▶ WHAT YOU SHOULD DO:
Please return each line from the rows below that contains the string "plant", treating uppercase and lowercase as different.

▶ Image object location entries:
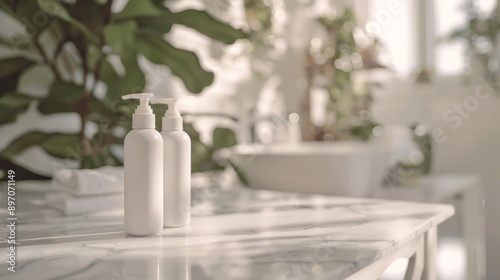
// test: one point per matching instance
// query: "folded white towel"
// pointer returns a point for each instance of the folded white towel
(84, 204)
(107, 179)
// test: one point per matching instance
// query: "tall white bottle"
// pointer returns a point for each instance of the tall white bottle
(143, 163)
(177, 167)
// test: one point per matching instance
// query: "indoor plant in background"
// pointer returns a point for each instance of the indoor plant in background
(93, 56)
(330, 65)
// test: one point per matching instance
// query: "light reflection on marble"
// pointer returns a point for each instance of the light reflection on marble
(240, 234)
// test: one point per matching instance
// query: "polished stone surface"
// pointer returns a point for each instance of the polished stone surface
(235, 234)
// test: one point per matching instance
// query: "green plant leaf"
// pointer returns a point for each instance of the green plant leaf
(54, 8)
(132, 81)
(56, 144)
(63, 98)
(223, 138)
(12, 105)
(204, 23)
(183, 64)
(120, 37)
(10, 70)
(137, 9)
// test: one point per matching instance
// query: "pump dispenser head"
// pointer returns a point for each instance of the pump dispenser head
(143, 116)
(172, 119)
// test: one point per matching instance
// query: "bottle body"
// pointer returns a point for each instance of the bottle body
(177, 178)
(143, 165)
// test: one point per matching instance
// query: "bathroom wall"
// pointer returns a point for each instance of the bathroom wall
(468, 115)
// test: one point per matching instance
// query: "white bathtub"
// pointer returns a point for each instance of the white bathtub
(332, 168)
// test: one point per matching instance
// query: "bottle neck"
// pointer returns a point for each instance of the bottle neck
(143, 121)
(171, 124)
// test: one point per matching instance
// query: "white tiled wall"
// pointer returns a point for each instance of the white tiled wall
(472, 147)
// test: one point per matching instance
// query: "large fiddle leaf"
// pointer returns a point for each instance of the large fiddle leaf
(184, 64)
(12, 105)
(56, 144)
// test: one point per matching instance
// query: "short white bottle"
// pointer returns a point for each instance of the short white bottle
(177, 167)
(143, 165)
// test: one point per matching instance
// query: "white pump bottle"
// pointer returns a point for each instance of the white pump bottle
(177, 167)
(143, 163)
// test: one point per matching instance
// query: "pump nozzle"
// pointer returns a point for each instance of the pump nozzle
(143, 116)
(172, 119)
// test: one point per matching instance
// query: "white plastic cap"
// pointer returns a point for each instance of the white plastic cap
(172, 119)
(143, 116)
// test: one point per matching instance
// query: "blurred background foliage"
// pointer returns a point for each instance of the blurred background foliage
(93, 55)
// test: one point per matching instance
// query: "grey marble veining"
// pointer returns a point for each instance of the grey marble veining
(237, 234)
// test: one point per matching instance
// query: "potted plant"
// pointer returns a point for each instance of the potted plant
(92, 55)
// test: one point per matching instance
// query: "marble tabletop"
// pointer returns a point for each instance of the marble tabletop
(234, 234)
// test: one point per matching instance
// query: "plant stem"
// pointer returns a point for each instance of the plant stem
(46, 59)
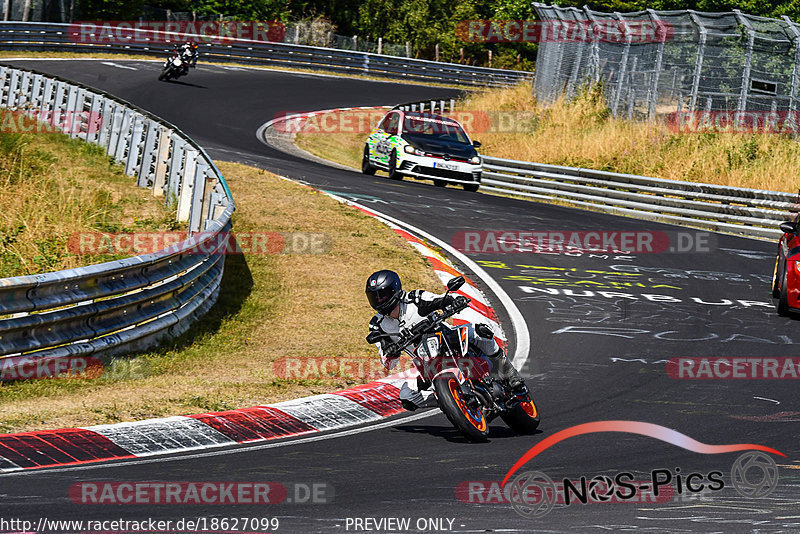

▶ THE SOLUTION:
// query: "indoor plant in background"
// pointer returns a point for each instance of the indoor plant in background
// query: "green plant leaf"
// pointer returns a point for each instance of the green plant leaf
// query: "potted plant"
// pointer returns a point for each instance of the potted plant
// query: "plant stem"
// pointer returns a point for each instance of the plant stem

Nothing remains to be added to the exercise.